Your goal: Locate every line in the data below that contains the word "planter" and copy each such line in full.

Material provided:
==================================================
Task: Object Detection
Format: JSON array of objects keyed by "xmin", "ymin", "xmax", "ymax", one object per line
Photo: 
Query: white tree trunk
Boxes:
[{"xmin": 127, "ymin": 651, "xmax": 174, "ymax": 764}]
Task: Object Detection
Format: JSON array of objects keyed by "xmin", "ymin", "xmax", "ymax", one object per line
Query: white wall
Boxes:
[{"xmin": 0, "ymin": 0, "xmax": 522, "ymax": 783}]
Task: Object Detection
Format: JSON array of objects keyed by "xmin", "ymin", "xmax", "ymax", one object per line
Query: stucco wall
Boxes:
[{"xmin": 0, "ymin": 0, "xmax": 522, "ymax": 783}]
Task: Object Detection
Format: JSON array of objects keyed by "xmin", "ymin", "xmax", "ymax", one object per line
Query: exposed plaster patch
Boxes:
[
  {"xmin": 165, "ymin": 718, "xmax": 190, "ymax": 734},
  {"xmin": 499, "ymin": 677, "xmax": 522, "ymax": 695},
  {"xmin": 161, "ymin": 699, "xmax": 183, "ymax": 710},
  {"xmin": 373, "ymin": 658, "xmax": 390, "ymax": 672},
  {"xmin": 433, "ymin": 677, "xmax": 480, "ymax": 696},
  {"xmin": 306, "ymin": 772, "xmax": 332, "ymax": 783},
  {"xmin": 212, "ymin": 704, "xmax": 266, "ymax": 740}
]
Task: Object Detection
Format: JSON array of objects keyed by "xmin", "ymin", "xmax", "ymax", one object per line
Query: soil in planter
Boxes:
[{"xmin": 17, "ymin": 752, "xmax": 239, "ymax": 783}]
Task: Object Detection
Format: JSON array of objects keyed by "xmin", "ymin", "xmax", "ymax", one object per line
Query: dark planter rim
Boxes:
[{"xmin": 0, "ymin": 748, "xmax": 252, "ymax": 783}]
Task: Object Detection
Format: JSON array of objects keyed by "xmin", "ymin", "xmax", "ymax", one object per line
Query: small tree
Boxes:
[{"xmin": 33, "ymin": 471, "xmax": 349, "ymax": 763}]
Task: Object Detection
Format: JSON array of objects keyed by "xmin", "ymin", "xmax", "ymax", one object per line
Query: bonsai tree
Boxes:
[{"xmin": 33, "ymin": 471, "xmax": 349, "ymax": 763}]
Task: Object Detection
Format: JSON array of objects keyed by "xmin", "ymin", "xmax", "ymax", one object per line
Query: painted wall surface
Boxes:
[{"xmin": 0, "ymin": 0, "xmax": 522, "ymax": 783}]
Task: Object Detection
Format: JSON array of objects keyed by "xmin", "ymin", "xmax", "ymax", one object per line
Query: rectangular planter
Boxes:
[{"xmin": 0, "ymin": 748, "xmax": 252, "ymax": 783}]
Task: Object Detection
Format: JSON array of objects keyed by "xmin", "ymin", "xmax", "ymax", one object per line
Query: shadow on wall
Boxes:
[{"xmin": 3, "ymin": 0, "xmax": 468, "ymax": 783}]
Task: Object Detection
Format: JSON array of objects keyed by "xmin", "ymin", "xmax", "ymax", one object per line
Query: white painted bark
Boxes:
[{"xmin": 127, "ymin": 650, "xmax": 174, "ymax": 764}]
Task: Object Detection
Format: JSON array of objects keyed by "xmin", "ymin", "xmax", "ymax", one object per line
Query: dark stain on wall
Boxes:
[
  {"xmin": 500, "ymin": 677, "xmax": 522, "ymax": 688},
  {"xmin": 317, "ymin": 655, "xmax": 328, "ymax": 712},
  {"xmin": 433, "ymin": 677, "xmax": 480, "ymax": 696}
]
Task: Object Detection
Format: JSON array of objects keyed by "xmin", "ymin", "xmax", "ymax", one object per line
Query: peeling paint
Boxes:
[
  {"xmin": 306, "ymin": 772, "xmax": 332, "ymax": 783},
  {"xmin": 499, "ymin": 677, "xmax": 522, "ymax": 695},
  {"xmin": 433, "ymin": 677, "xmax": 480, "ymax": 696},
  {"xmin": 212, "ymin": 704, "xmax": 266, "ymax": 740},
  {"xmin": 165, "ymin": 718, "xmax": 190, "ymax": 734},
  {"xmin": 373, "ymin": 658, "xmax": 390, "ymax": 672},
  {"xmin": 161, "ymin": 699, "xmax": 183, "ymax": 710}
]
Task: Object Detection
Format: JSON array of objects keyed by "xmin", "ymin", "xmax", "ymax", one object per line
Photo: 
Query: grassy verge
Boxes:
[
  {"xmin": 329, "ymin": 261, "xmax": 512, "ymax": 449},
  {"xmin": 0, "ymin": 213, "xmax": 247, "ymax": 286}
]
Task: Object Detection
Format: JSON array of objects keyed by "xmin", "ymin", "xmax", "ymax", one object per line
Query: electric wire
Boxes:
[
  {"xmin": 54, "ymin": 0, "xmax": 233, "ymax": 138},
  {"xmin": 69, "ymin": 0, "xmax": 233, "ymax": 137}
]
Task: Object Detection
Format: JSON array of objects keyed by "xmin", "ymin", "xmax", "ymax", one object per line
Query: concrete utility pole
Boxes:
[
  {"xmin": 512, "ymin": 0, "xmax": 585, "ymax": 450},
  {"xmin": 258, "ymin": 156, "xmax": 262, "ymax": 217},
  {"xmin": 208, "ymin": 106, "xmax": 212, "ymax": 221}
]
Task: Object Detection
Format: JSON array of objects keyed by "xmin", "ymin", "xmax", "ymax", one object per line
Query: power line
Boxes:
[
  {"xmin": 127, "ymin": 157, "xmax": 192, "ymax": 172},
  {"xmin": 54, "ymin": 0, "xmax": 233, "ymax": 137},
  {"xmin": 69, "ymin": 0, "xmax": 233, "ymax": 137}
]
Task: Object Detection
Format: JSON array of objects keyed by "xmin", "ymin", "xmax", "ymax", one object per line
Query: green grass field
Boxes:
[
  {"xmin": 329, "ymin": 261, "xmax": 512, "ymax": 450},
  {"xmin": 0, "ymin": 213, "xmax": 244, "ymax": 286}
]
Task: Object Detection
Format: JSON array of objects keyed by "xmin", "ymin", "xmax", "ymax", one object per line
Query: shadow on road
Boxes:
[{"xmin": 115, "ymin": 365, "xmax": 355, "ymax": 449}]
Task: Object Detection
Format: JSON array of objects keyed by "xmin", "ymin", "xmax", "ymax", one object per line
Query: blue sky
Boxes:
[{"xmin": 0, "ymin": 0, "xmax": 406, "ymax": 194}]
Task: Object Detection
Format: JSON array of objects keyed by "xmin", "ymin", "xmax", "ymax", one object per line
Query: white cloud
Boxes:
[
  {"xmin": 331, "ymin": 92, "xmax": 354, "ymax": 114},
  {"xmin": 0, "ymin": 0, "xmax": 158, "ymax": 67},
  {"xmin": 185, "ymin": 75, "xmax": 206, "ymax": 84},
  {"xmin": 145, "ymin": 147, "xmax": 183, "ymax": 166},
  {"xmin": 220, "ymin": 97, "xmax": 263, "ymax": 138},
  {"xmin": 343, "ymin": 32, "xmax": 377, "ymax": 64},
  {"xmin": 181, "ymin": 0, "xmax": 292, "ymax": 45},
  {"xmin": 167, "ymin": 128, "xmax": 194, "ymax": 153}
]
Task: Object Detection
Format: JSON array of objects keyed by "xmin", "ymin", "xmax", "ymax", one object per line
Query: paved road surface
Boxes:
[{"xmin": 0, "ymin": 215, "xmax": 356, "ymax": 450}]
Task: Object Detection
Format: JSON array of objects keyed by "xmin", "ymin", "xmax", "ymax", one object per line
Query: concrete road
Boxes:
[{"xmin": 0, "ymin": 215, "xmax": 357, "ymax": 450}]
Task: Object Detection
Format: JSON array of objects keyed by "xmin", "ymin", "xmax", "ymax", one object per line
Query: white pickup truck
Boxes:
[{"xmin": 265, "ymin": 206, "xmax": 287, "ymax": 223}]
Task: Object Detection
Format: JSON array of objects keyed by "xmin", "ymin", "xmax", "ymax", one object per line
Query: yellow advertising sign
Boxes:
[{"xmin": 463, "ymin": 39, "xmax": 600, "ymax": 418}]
==================================================
Solution:
Query: soil in planter
Query: dark planter rim
Query: rectangular planter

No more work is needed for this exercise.